*ЧТО НУЖНО СДЕЛАТЬ:*
Оформите в виде JSON-списка строк отрезок записей от строки, содержащей «instance like [477,53].», до конца записей включительно. Каждой строке отводится один элемент списка, пустые строки пропустите.

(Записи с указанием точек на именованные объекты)
· · ·

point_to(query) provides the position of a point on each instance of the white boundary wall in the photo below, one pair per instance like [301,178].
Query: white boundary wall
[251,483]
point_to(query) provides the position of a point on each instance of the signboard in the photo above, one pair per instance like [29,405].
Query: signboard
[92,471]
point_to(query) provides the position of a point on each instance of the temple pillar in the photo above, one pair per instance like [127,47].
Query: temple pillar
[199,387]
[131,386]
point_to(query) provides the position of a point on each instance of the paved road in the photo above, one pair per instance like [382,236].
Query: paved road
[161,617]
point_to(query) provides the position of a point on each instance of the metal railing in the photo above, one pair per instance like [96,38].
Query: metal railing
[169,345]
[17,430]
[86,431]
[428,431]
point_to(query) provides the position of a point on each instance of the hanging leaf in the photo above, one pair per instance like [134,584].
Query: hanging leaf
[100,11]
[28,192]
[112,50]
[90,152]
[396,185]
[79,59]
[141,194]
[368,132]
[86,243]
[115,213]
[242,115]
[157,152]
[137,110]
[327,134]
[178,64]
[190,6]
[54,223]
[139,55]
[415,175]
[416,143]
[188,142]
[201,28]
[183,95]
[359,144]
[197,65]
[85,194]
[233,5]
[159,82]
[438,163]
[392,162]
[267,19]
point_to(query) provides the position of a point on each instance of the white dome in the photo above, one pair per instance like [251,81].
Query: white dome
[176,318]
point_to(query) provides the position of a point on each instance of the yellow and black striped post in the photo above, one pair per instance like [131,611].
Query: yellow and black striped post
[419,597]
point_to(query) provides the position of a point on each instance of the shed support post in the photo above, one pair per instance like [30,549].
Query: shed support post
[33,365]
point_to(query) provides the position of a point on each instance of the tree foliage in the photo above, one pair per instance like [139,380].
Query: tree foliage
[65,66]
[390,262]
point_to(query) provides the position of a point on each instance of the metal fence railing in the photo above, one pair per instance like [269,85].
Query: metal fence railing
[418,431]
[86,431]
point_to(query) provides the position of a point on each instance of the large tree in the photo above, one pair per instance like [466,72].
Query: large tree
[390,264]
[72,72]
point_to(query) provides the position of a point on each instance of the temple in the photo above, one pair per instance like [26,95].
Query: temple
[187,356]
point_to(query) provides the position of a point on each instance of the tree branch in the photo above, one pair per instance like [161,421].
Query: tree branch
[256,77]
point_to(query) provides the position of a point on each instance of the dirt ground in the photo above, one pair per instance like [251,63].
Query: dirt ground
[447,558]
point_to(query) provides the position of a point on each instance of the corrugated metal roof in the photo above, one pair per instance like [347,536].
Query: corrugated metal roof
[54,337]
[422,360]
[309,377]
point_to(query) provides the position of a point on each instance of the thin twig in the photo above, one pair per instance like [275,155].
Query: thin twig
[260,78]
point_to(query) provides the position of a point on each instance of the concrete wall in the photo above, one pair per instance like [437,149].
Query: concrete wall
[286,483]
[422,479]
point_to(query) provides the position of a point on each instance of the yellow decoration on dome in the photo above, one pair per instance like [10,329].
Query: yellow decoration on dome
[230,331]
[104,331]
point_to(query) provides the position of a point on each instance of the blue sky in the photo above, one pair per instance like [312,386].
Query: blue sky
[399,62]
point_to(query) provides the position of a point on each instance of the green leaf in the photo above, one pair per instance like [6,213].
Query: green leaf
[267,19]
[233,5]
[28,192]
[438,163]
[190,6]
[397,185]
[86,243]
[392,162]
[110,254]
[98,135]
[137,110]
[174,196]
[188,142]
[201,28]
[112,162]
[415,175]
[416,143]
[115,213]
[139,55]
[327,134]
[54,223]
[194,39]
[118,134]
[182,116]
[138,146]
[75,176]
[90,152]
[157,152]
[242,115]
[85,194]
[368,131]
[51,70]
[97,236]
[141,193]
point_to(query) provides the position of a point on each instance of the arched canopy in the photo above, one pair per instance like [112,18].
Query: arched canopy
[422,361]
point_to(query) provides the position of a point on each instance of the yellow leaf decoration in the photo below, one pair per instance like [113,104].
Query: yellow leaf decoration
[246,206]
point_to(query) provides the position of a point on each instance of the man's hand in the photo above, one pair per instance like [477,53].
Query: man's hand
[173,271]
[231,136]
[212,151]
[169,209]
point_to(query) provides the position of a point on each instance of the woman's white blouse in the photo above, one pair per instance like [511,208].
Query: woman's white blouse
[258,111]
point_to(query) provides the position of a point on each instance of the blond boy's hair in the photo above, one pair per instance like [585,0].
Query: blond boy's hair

· · ·

*ВЫПОЛНЕННОЕ УПРАЖНЕНИЕ:*
[
  "point_to(query) provides the position of a point on each instance of the man's hand in the photo above, one pair per instance like [477,53].",
  "Query: man's hand",
  "[173,271]",
  "[231,136]",
  "[212,151]",
  "[169,209]",
  "point_to(query) provides the position of a point on each instance of the woman's white blouse in the photo above, one pair per instance like [511,208].",
  "Query: woman's white blouse",
  "[258,111]",
  "point_to(query) provides the position of a point on each instance of the blond boy's hair in the photo above, one pair per instance like [585,0].",
  "Query: blond boy's hair"
]